● **WHAT YOU SHOULD DO**: Could you copy out all of the data below, requests included, with every bounding-box coordinate raised by 123?

┌─ RECORDS PROVIDED

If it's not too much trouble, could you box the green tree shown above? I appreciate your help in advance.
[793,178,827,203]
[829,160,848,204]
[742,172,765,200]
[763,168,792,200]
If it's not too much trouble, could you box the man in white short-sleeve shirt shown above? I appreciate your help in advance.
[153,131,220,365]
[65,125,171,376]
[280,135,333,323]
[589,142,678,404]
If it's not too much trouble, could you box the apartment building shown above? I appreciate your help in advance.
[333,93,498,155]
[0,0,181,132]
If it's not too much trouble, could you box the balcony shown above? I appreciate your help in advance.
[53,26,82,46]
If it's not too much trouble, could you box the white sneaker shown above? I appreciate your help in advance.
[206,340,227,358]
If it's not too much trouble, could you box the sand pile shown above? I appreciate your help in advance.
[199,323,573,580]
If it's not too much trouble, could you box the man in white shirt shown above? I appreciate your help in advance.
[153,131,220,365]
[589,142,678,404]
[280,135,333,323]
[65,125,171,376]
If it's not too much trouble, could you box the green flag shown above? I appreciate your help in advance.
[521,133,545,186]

└─

● **OUTPUT FOR THIS EXERCISE**:
If it's not too much trouble, could you box the green tree shown above? I appreciate your help in advance.
[916,301,950,326]
[952,283,971,327]
[865,295,888,323]
[886,291,915,323]
If it's not too much trouble, could you box the man in white short-sleeve shirt shown above? I appreciate your help in advance.
[276,254,343,488]
[188,248,294,499]
[403,258,456,446]
[712,265,801,527]
If it's not too much trouble, could you box the apartment building shown above? I appreciate your help in advance.
[456,216,621,278]
[123,123,304,255]
If it's not too much trouble, could you box the balcony shown above? I appreciate your help in advance.
[176,149,205,169]
If it's not too much trouble, could you box the white sneaker shown above? I appreciate your help in advance.
[329,463,350,481]
If it's not too much trouble, could you box the sand pile shown above? I appreciate your help in advance.
[322,446,696,703]
If it's not too much trouble, could you box the man in white shirt shown above? I appreciate your help in advance.
[276,254,343,488]
[712,265,801,527]
[403,258,456,446]
[188,248,294,499]
If it's not too much trouble, could you box the green flag shown above? I appreciate your help in advance.
[644,256,668,309]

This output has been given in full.